== ЗАДАНИЕ ==
Выведите, пожалуйста, приведённый ниже отрывок о Цицероне и Октавиане целиком, слово в слово, ничего не меняя.

== ВЫБРАННЫЙ ОТРЫВОК ==

________________

Естественно, от роли пожилого и знающего государственного деятеля Цицерон просто не мог отказаться, да и немногие стали бы отрицать его права на нее. Прежний парвеню из Арпины сделался для младших поколений объектом для поклонения, самим воплощением традиций, живым свидетелем исчезнувшего времени гигантов. Невзирая на радость, с которой он отнесся к убийству диктатора, Цицерон оставался объектом любопытства даже для сторонников Цезаря. Один из них, особенно примечательный, светловолосый и ясноглазый молодой человек, лет восемнадцати, явился, чтобы выразить почтение Цицерону, еще отдыхавшему возле Путеол. Всего лишь месяц Гай Октавий, внучатый племянник диктатора, провел на Балканах, в экспедиционном корпусе, готовившемся к походу в Парфию. Получив известие об убийстве Цезаря, он немедленно отплыл в Брундизий. Там он узнал о своем официальном усыновлении из завещания Цезаря, превращавшего его в Гая Юлия Цезаря Октавиана, и выслушал приветствия ветеранов своего приемного отца. Возгласы их еще звучали в его ушах, когда он выехал в Рим; юноша не стал прямиком отправляться в столицу, а сделал круг, чтобы нанести визиты на берегах Неаполитанского залива. Объезжая виллы, он консультировался у различных, обладавших собственным весом сторонников Цезаря и совершил паломничество к Цицерону. Достопочтенный республиканец в данном случае не поддался на лесть и отказался подчиниться обаянию молодости. В конце концов священный долг велит Октавиану как наследнику Цезаря преследовать убийц своего приемного отца. Но как может подобный мститель сделаться добрым гражданином? «Это невозможно, — фыркнул в ответ Цицерон».[275] Он подчеркнуто обращался к молодому человеку по его первоначальному имени, Октавий, а не так, как предпочитал себя теперь называть Октавиан — Юлий Цезарь.[276] С точки зрения Цицерона, и одного Юлия Цезаря для Рима было более чем достаточно.

________________

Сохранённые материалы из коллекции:

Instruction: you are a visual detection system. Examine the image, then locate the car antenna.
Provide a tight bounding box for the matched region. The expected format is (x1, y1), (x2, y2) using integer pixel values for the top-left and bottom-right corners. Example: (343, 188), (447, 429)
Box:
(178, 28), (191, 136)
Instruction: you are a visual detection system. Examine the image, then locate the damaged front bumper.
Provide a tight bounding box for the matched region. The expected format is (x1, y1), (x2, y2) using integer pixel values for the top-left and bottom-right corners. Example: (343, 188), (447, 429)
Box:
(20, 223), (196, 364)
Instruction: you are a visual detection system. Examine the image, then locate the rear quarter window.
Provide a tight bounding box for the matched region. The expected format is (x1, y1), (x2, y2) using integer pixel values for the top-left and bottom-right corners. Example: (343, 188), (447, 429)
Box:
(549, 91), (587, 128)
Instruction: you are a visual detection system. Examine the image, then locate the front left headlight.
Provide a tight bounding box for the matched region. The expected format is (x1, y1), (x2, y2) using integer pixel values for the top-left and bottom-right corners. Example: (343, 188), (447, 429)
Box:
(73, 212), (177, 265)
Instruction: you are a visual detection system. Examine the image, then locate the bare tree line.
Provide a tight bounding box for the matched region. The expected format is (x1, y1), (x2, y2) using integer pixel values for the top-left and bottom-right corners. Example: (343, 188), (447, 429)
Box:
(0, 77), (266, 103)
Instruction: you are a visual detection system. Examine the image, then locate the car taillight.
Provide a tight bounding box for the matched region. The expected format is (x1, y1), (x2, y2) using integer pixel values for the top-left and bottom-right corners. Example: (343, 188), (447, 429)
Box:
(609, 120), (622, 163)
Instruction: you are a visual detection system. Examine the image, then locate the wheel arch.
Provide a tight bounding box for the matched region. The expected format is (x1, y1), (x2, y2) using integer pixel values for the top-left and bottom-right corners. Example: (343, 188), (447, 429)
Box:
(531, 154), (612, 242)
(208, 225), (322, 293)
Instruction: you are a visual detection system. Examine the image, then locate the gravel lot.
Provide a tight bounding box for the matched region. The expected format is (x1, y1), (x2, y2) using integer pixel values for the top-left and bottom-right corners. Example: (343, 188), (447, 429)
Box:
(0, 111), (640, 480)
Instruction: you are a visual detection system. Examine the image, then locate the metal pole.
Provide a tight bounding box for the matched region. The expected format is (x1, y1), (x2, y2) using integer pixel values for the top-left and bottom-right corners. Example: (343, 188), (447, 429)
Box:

________________

== ОТВЕТ НА ЗАДАНИЕ ==
Естественно, от роли пожилого и знающего государственного деятеля Цицерон просто не мог отказаться, да и немногие стали бы отрицать его права на нее. Прежний парвеню из Арпины сделался для младших поколений объектом для поклонения, самим воплощением традиций, живым свидетелем исчезнувшего времени гигантов. Невзирая на радость, с которой он отнесся к убийству диктатора, Цицерон оставался объектом любопытства даже для сторонников Цезаря. Один из них, особенно примечательный, светловолосый и ясноглазый молодой человек, лет восемнадцати, явился, чтобы выразить почтение Цицерону, еще отдыхавшему возле Путеол. Всего лишь месяц Гай Октавий, внучатый племянник диктатора, провел на Балканах, в экспедиционном корпусе, готовившемся к походу в Парфию. Получив известие об убийстве Цезаря, он немедленно отплыл в Брундизий. Там он узнал о своем официальном усыновлении из завещания Цезаря, превращавшего его в Гая Юлия Цезаря Октавиана, и выслушал приветствия ветеранов своего приемного отца. Возгласы их еще звучали в его ушах, когда он выехал в Рим; юноша не стал прямиком отправляться в столицу, а сделал круг, чтобы нанести визиты на берегах Неаполитанского залива. Объезжая виллы, он консультировался у различных, обладавших собственным весом сторонников Цезаря и совершил паломничество к Цицерону. Достопочтенный республиканец в данном случае не поддался на лесть и отказался подчиниться обаянию молодости. В конце концов священный долг велит Октавиану как наследнику Цезаря преследовать убийц своего приемного отца. Но как может подобный мститель сделаться добрым гражданином? «Это невозможно, — фыркнул в ответ Цицерон».[275] Он подчеркнуто обращался к молодому человеку по его первоначальному имени, Октавий, а не так, как предпочитал себя теперь называть Октавиан — Юлий Цезарь.[276] С точки зрения Цицерона, и одного Юлия Цезаря для Рима было более чем достаточно.